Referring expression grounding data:

::::

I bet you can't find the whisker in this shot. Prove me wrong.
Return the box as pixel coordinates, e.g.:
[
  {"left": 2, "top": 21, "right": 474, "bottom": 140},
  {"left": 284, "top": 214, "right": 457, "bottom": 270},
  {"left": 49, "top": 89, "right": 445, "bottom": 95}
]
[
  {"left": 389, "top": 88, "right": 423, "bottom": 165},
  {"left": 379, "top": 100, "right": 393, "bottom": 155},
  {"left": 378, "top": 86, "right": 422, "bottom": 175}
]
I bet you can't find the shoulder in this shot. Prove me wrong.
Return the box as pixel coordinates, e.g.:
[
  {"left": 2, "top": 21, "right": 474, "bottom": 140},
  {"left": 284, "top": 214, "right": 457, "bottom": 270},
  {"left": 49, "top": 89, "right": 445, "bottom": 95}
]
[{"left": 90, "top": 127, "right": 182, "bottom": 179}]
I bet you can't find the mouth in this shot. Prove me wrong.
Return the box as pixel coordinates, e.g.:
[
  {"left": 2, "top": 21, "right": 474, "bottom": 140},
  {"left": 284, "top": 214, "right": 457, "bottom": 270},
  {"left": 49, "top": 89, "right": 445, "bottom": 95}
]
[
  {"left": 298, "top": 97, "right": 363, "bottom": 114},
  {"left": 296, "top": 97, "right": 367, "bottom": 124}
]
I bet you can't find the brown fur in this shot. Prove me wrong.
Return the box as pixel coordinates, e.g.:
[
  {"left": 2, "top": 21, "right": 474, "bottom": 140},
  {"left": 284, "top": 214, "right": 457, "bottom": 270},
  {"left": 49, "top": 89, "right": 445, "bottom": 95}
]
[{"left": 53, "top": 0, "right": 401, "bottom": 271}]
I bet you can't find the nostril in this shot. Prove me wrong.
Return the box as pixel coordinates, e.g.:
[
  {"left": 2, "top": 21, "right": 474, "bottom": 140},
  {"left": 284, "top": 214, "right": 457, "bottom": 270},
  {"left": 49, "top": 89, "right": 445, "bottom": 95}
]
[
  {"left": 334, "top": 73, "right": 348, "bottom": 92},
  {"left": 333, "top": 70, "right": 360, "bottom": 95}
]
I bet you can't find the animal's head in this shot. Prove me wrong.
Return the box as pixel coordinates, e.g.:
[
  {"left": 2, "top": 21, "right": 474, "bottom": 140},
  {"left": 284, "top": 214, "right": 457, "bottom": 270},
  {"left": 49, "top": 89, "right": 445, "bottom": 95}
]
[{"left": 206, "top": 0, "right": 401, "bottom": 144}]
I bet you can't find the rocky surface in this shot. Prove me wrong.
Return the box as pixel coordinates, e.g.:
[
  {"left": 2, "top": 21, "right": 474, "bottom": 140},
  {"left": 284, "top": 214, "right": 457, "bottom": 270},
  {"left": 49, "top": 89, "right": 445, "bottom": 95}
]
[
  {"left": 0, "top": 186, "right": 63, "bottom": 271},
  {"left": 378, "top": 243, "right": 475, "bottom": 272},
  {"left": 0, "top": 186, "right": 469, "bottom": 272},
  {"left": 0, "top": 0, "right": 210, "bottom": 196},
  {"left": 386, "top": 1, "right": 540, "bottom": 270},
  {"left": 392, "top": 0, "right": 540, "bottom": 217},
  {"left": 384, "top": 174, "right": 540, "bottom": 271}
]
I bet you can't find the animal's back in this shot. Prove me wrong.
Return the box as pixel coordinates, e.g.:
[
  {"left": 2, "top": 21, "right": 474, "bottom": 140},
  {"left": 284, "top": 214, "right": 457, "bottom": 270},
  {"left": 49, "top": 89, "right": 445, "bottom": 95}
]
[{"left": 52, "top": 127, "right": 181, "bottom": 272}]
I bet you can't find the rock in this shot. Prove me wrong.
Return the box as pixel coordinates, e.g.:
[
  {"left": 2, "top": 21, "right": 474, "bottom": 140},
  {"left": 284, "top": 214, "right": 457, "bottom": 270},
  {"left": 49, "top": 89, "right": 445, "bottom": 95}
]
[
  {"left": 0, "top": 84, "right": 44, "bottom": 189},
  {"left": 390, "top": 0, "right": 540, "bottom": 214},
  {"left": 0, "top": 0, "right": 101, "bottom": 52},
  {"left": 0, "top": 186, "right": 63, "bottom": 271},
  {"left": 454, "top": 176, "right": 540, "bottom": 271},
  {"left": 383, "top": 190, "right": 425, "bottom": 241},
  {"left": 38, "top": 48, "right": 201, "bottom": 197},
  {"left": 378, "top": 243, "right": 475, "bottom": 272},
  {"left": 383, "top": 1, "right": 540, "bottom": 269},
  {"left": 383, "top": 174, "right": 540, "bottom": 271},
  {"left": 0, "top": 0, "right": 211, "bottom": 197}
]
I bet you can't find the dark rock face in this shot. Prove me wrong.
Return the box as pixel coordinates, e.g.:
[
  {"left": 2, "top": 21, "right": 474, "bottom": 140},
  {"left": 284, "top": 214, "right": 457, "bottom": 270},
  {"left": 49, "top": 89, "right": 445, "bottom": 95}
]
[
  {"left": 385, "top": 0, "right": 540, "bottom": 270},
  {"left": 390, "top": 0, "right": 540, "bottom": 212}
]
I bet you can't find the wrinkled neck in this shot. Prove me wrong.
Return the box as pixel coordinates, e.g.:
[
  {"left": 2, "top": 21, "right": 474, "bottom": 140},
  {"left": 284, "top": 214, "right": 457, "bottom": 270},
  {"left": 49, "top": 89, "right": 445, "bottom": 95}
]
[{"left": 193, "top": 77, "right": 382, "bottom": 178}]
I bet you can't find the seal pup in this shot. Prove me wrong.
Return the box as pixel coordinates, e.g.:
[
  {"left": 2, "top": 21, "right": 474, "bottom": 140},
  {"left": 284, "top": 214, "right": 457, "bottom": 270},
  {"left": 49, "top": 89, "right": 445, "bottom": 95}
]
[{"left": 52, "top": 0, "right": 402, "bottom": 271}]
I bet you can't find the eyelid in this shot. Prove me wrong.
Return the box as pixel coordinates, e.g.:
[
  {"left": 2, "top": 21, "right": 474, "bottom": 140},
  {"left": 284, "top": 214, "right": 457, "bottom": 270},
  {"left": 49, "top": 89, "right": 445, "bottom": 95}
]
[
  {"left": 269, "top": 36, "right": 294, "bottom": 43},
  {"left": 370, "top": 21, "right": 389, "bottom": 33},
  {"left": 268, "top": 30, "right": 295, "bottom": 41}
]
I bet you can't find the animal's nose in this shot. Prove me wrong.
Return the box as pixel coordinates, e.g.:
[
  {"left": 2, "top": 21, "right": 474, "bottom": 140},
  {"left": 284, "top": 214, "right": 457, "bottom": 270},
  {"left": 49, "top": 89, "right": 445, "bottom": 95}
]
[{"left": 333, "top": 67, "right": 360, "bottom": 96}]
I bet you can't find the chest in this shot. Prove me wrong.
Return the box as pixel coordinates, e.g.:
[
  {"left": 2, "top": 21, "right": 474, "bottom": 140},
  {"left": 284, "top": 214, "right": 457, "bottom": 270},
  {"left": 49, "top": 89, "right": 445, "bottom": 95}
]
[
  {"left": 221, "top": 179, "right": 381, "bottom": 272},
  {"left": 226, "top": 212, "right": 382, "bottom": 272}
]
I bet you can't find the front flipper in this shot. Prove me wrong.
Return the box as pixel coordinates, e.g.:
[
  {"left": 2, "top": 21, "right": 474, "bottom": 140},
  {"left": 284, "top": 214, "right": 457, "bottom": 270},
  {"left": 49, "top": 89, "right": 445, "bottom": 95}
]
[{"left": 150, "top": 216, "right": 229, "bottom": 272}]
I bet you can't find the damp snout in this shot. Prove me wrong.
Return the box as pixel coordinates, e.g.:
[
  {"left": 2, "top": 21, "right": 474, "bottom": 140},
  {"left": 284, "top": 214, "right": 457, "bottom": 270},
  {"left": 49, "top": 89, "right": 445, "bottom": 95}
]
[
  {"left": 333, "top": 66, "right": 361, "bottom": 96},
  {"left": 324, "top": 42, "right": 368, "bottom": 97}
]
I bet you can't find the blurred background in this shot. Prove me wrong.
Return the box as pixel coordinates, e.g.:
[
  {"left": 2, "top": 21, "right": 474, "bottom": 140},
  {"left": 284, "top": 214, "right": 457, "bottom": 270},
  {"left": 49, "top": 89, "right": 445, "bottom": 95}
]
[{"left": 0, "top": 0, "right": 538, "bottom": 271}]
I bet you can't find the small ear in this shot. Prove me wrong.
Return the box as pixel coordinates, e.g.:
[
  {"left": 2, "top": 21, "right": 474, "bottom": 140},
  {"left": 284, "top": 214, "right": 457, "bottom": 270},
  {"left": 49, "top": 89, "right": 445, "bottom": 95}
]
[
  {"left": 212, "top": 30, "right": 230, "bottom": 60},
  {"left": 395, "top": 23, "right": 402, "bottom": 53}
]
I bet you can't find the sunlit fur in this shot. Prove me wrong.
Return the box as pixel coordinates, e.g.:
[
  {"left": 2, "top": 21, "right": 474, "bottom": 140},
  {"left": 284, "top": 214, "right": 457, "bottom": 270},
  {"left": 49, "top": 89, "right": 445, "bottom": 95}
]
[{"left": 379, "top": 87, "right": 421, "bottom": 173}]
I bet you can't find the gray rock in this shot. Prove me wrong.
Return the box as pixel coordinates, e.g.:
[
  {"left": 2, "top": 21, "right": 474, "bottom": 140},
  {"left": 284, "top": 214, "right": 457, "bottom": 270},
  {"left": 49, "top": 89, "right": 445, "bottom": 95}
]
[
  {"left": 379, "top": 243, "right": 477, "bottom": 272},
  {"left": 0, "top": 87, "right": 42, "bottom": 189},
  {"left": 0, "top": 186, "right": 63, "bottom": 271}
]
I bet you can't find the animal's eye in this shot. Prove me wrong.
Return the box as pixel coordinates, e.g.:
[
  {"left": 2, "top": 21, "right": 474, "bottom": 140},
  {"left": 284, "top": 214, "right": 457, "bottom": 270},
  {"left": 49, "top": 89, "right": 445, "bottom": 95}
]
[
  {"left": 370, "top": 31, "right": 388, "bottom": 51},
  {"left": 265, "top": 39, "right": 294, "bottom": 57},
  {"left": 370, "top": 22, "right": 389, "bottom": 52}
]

::::

Exercise goal: Find the lines above that include the string "animal" and copy them.

Result:
I bet you can't find the animal's head in this shot. Prove me wrong.
I bet you can't find the animal's back in this shot. Prove me wrong.
I bet you can't find the animal's nose in this shot. Prove me wrong.
I bet you can't find the animal's eye in this shot. Prove me wrong.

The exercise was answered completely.